Source:
The entries on the sick list of His Majesty's ships on account of injury are already divided and sub-divided into various classes, and I do not think that the benefit to be derived from a special Return for coaling injuries would justify giving up the existing forms and making a further sub-division.
In view of the fact that within the last twelve months there were six fatal injuries and a large number of minor injuries from coaling, will the right hon. Gentleman take steps to ascertain what the injuries are? It is a very important matter.
I will inquire further into the matter.
Manning Of Navy (Special Service Seamen And Stokers)
asked whether the special service seamen and stokers serving in His Majesty's Fleet are distributed over the whole of the commissioned fleets, or whether they are confined to certain fleets; if the latter is the case, to what fleets are they confined; and what is the maximum proportion of special service seamen and stokers borne in any of His Majesty's ships?
Special service seamen and stokers are drafted to all fleets. With regard to the second part of the question, it is undesirable in the public interest to give information concerning the complements of His Majesty's ships.
Is the information refused because the special service seamen and stokers are less well trained than the ordinary seamen and stokers?
No, Sir, there is no such reason.
Naval Floating Docks
asked what depth of water is required for the station of a floating dock capable of containing ships of the "Dreadnought" class.
About 60 feet of water under the dock.
Would not a large amount of dredging be necessary for these floating docks on the East Coast?
It depends on the particular spots chosen.
Are there any harbours on the East Coast where it is possible to find the necessary depth?
Yes, there are certain places in which there is a depth of 60 ft. of water available for such docks.
Stoke-On-Trent Telegraphic System
asked the Postmaster-General whether he has received a communication from the Town Clerk of the Borough of Stoke-upon-Trent relative to the defective telegraph arrangements for that district; and, if so, what action dose he propose to take to remove this grievance.

Written task 1: List every section heading that appears in the debate excerpt.
The rows that follow have no connection to the debate excerpt.

Input records:
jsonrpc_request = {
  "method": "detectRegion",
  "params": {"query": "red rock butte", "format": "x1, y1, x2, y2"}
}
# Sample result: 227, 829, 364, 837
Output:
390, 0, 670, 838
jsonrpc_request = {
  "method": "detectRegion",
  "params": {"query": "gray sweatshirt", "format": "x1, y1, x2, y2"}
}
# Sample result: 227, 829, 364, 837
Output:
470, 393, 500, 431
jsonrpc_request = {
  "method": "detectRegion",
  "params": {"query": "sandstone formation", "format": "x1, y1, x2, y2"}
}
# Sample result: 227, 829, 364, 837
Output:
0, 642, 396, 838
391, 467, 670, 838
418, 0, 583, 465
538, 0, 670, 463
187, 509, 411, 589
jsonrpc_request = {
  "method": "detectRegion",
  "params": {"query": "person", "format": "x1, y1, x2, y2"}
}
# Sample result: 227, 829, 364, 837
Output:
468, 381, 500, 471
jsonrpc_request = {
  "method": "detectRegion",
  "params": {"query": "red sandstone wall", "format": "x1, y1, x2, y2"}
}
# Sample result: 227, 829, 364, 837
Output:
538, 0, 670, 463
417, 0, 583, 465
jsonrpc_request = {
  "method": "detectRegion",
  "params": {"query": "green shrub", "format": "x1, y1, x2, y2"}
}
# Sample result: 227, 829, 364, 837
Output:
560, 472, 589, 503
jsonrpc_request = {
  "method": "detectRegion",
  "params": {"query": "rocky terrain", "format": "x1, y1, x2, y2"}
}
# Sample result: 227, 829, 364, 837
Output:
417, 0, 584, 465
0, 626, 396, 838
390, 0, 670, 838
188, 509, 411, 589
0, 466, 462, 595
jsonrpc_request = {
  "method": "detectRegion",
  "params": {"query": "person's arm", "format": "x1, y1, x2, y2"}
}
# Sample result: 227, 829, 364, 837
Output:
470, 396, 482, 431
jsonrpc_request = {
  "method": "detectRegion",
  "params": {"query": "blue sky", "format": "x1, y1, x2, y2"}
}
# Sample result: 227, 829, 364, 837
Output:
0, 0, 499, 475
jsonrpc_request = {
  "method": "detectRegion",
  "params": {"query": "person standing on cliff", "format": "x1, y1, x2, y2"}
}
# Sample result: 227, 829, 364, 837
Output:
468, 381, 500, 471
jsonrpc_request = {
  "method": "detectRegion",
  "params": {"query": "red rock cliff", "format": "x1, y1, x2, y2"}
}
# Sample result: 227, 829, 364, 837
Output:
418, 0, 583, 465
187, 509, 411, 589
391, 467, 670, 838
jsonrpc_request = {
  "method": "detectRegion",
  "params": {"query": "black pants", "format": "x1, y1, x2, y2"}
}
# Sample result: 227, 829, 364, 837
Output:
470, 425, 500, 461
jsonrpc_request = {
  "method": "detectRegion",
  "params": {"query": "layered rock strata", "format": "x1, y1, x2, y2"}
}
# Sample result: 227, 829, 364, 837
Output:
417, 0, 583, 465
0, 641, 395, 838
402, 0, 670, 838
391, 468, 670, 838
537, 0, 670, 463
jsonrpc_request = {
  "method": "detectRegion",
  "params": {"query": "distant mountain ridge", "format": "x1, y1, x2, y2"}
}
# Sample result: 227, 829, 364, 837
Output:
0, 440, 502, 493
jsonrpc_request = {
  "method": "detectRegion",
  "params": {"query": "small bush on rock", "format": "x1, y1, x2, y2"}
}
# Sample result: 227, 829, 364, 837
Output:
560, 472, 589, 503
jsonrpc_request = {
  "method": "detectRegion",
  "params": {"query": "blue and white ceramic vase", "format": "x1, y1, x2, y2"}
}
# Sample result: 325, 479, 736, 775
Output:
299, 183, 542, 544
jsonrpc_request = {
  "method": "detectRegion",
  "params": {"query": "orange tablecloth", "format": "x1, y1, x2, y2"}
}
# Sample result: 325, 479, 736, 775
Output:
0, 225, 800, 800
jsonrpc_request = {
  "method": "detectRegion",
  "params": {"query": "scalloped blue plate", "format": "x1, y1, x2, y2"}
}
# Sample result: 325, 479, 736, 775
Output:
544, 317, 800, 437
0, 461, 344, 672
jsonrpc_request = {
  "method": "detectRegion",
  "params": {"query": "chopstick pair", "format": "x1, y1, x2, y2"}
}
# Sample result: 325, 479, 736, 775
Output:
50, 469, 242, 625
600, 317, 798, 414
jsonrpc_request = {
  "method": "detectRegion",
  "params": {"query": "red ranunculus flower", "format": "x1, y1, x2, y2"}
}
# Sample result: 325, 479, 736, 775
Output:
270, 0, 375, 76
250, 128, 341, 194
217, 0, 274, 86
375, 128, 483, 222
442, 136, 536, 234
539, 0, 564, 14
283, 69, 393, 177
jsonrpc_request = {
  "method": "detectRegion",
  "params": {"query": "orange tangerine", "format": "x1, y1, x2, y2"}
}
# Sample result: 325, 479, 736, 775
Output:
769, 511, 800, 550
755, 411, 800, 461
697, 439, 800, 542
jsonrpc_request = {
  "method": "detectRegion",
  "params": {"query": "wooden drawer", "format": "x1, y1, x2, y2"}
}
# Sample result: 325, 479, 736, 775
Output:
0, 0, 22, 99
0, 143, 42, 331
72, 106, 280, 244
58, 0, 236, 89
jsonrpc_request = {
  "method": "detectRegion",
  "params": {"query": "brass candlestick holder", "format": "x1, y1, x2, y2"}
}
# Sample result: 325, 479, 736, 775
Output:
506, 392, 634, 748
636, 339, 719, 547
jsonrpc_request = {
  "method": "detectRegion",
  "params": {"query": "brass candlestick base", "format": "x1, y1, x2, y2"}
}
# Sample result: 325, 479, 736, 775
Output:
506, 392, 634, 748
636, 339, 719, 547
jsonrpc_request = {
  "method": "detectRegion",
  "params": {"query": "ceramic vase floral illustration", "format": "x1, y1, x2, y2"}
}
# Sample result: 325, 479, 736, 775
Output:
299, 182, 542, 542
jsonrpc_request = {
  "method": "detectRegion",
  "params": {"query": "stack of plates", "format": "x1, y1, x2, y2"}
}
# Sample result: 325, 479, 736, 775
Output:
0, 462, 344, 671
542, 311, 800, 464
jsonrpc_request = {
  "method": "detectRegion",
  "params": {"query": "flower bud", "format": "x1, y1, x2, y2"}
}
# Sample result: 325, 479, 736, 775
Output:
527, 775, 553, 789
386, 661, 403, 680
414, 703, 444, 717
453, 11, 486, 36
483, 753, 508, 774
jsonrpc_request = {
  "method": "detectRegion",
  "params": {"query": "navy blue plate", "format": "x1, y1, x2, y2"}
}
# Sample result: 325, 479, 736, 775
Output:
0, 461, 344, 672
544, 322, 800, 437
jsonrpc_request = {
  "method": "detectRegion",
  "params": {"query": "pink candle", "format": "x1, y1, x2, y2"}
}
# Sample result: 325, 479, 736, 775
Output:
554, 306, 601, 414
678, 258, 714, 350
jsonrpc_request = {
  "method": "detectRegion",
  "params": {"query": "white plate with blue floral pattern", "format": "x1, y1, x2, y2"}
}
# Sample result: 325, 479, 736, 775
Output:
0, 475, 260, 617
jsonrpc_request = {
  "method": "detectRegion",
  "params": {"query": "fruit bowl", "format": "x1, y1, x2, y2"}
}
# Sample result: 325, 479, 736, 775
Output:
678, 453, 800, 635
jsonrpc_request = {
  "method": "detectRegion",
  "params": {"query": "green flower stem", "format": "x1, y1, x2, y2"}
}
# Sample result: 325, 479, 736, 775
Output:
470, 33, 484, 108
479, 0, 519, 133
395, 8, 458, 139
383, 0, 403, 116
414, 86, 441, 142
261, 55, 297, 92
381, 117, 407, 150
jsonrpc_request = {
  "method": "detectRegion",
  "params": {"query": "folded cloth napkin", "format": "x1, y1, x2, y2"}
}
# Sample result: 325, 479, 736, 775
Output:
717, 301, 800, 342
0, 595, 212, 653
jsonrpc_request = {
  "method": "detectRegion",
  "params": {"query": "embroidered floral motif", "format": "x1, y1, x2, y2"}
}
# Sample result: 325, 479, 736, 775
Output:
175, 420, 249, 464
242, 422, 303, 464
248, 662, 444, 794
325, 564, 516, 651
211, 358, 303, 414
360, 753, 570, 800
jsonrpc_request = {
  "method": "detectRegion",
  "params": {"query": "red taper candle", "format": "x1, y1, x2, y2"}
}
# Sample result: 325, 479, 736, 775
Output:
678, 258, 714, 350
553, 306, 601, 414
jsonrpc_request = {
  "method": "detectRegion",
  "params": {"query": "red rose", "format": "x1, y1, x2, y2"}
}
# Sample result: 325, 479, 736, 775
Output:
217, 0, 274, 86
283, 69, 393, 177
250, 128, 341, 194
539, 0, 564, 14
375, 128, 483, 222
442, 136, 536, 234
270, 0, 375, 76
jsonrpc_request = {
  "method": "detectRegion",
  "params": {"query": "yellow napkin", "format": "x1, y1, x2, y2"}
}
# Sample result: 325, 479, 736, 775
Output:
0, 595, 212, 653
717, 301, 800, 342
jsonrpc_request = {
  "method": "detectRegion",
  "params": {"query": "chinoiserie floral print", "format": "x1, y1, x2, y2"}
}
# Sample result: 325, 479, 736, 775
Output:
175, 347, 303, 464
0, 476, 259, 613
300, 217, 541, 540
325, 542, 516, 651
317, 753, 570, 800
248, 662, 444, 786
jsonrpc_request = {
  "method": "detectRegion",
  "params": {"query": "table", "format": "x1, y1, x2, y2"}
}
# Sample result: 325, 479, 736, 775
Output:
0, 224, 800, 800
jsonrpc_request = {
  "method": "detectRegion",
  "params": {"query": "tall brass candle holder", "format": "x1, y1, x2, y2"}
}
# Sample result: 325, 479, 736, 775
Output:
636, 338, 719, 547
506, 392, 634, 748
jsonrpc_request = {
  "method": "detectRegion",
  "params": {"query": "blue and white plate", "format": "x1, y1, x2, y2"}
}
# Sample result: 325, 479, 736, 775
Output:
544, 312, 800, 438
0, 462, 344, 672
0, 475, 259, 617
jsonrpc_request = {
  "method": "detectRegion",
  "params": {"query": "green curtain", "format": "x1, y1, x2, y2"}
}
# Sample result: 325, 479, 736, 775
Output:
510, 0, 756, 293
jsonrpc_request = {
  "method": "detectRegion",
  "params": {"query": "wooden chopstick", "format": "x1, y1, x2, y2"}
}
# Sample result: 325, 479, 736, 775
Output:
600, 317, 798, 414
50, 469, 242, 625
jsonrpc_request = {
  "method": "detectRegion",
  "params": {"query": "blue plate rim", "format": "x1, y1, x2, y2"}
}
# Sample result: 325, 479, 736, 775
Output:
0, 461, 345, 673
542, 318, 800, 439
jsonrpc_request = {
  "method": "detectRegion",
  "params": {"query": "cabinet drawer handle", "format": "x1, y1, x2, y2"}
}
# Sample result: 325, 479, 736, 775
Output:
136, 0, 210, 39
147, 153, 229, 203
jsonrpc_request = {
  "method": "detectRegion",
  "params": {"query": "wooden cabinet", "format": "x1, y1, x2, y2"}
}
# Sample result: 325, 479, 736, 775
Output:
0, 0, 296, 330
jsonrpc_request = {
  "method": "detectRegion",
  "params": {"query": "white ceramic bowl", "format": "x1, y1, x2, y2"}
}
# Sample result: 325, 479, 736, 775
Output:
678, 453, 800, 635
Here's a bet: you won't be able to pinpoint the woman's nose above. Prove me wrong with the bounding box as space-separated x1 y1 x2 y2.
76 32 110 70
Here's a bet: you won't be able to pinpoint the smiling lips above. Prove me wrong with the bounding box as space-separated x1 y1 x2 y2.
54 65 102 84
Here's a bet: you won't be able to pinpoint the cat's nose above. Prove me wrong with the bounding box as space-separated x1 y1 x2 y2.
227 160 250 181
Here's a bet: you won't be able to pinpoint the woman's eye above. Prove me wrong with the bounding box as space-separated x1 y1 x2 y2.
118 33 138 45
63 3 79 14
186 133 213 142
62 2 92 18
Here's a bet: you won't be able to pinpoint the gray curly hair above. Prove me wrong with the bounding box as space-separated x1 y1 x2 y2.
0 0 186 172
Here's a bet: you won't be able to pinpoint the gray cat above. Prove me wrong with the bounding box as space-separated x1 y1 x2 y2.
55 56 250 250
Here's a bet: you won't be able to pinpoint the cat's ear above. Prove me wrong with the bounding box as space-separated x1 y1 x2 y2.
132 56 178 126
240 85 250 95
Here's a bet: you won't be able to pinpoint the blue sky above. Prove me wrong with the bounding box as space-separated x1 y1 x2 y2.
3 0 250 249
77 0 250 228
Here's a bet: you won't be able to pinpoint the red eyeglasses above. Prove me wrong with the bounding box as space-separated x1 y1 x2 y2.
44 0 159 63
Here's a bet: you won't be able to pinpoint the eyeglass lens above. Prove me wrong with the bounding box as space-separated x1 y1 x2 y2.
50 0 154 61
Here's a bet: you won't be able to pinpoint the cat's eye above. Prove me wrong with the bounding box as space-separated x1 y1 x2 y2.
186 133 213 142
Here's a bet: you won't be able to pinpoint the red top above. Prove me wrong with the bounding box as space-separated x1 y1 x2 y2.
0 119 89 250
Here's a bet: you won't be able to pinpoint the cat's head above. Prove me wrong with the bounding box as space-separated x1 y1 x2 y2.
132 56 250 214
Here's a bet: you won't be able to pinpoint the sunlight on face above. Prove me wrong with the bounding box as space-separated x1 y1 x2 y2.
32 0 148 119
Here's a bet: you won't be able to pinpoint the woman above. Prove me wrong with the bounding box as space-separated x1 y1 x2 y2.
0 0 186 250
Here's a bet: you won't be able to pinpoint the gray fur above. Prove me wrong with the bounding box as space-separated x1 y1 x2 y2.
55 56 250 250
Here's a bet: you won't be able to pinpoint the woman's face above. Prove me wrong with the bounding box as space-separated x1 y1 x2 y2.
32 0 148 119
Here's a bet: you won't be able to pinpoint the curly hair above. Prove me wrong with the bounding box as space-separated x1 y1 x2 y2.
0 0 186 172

Written task 2: Copy the rows unchanged, starting at the line that contains "the gray fur" and continuing through the last line of the rows.

Task output 1:
Manning Of Navy (Special Service Seamen And Stokers)
Naval Floating Docks
Stoke-On-Trent Telegraphic System

Task output 2:
Here's a bet: you won't be able to pinpoint the gray fur above. Prove me wrong with the bounding box as space-separated x1 y1 x2 y2.
55 56 250 250
Here's a bet: you won't be able to pinpoint the woman's face above. Prove me wrong with the bounding box as space-separated x1 y1 x2 y2.
32 0 148 119
Here's a bet: you won't be able to pinpoint the curly hair above. Prove me wrong with the bounding box as space-separated x1 y1 x2 y2.
0 0 186 172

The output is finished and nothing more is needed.